JOB =>
Reproduce every one of the records below line for line, without changing anything.

================================

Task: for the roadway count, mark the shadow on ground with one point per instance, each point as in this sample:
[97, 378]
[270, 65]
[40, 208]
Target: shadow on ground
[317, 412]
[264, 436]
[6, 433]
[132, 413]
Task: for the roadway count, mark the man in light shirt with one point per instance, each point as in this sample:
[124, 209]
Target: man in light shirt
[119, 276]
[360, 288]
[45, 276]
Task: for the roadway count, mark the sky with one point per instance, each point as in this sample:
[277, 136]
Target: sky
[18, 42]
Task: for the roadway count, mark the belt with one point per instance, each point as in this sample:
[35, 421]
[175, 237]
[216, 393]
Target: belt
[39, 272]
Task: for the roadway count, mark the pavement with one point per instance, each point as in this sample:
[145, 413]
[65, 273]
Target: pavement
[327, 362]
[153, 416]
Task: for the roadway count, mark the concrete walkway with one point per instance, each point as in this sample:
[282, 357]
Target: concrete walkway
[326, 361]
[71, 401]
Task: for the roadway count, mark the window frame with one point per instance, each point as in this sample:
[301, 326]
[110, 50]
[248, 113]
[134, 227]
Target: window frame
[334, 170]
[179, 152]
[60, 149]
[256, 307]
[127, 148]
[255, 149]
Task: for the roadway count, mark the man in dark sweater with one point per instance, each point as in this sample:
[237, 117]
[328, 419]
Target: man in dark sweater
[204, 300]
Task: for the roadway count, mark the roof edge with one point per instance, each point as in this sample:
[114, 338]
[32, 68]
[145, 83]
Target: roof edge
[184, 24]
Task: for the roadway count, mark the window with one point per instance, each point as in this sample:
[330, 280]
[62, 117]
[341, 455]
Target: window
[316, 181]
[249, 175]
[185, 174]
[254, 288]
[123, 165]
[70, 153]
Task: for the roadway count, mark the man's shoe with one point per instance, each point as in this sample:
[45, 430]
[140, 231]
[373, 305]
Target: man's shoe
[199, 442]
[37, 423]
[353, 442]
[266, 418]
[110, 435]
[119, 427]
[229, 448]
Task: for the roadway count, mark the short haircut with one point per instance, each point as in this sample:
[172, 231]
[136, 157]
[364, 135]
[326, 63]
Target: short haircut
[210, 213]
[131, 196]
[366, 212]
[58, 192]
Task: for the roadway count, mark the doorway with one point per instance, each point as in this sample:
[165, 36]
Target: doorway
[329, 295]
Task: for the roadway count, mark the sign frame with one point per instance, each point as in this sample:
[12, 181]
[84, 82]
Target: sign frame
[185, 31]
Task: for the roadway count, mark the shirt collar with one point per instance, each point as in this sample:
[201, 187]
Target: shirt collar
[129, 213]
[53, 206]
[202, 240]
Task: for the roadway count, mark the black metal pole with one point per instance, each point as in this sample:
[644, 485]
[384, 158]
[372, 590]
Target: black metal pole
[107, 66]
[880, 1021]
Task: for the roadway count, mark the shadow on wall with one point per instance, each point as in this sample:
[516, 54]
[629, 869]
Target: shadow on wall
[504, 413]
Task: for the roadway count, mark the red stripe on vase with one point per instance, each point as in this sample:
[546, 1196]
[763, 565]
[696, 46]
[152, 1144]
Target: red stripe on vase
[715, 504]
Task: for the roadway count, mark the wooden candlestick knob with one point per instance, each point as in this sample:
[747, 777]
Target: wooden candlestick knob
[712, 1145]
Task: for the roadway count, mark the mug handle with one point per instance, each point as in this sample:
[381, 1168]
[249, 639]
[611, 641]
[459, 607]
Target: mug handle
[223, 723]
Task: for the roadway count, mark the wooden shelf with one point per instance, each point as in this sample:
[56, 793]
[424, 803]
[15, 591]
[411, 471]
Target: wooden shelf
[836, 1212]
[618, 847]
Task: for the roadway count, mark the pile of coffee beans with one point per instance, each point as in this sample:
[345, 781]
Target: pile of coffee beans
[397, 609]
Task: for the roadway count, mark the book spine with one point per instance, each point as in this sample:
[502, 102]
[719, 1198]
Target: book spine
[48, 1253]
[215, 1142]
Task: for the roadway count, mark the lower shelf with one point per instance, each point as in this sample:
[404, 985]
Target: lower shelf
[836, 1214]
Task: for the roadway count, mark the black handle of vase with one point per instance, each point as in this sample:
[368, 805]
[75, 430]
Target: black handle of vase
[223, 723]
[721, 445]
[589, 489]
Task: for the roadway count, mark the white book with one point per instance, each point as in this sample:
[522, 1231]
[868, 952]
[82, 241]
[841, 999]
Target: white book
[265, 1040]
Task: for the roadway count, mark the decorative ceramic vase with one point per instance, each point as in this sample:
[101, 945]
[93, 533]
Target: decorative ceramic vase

================================

RESULT FOR THIS TASK =>
Task: for the roadway count, mark the shadow on ground with one point per instance, each point as in this sample:
[97, 378]
[270, 65]
[40, 208]
Target: shadow on ground
[317, 412]
[264, 436]
[6, 433]
[132, 413]
Task: for the roadway count, mark the man in light shirt with one point per instance, each point as in this sample:
[124, 209]
Target: man in light shirt
[119, 276]
[360, 288]
[45, 276]
Task: for the roadway count, mark the sky with one point per instance, each point as in this sample:
[277, 136]
Target: sky
[18, 42]
Task: for the roadway count, mark the belt with one point per instance, each point as in this sample:
[35, 421]
[175, 237]
[216, 393]
Target: belt
[39, 272]
Task: for the roadway count, mark the pavement with one point per instance, each point as in this sample:
[145, 413]
[65, 273]
Target: pavement
[327, 362]
[153, 416]
Task: for the roadway count, mark the concrete walkway with one point per instance, each point as in this sample:
[282, 357]
Target: concrete walkway
[326, 361]
[71, 401]
Task: for the roadway count, mark the window frame with one point per instance, each point as in this sample:
[301, 326]
[110, 50]
[248, 113]
[134, 227]
Target: window frame
[334, 170]
[179, 152]
[60, 149]
[256, 307]
[127, 148]
[255, 149]
Task: for the roadway count, mark the man in dark sweater with one point per instance, each point as in this sample:
[237, 117]
[328, 419]
Target: man in dark sweater
[204, 300]
Task: for the roadway count, mark the roof edge with one point per instance, each point as in this sample:
[114, 338]
[32, 68]
[145, 83]
Target: roof edge
[184, 24]
Task: for the roadway count, mark the window with one point per instance, each point as in this sample:
[330, 280]
[62, 117]
[341, 455]
Target: window
[316, 181]
[249, 175]
[185, 174]
[254, 288]
[123, 165]
[70, 153]
Task: for the roadway count, mark the man's shoe with one point per instance, each point as in this sample:
[45, 430]
[140, 231]
[373, 305]
Target: man's shoe
[199, 442]
[37, 423]
[353, 442]
[266, 418]
[110, 435]
[119, 427]
[229, 448]
Task: for the roadway count, mark the short haircut with one point per instance, each point as in this sample:
[172, 231]
[136, 157]
[364, 135]
[326, 63]
Target: short haircut
[210, 213]
[131, 196]
[366, 212]
[58, 192]
Task: for the roadway count, mark the doorway with one point per instance, each point as in this sample:
[165, 36]
Target: doorway
[329, 295]
Task: for the roadway count, mark the sign frame with one point per instance, each point as in this sample:
[12, 181]
[84, 82]
Target: sign frame
[185, 31]
Task: for the roadway count, mark the shirt collar with one point per instance, each point as in this sample:
[201, 187]
Target: shirt collar
[129, 213]
[53, 206]
[202, 240]
Task: for the roadway count, mark the black metal pole with one point per instance, each point as in this sample:
[644, 485]
[384, 158]
[372, 590]
Target: black metal pole
[107, 66]
[880, 1021]
Task: for the roadway count, mark the shadow on wall with one point per instance, each point as in this sample:
[516, 54]
[629, 869]
Target: shadow on wall
[504, 413]
Task: for the roadway count, mark the red stripe on vase with one point per instance, each point as in this sample:
[546, 1196]
[763, 565]
[696, 46]
[152, 1144]
Target: red stripe on vase
[715, 504]
Task: for the roadway count, mark the wooden candlestick knob with one point per instance, each point as in this sample:
[747, 777]
Target: wooden candlestick knob
[712, 1145]
Task: for the roadway count, mark the mug handle with one point per instance, each point as in this sample:
[381, 1168]
[249, 639]
[611, 641]
[459, 607]
Target: mug handle
[223, 723]
Task: for the roadway count, mark the wooden shelf with one point per instance, each point as in this sample:
[56, 793]
[424, 803]
[15, 591]
[411, 471]
Target: wooden shelf
[836, 1212]
[618, 847]
Task: for the roadway count, mark the pile of coffee beans with one point per instance, each point as in this sample:
[345, 781]
Target: pile of coffee beans
[397, 609]
Task: for the roadway count, mark the book spine with one point per instance, each point as in this sample:
[502, 102]
[719, 1198]
Target: book spine
[48, 1253]
[215, 1142]
Task: for the roadway count, mark the lower shelf with one point per instance, each point as in this sample:
[404, 985]
Target: lower shelf
[836, 1214]
Task: for the roadway count, mark the black handle of vase with one point per instance, each point as in this sample:
[368, 805]
[75, 430]
Target: black handle of vase
[223, 723]
[721, 445]
[589, 489]
Task: for the roadway count, mark the white book with one point per instance, each point as in this sample:
[522, 1231]
[868, 952]
[82, 241]
[841, 999]
Target: white book
[265, 1040]
Task: for the roadway count, mark the decorative ceramic vase with one point per instance, each point as in this sample:
[101, 945]
[93, 533]
Target: decorative ceramic vase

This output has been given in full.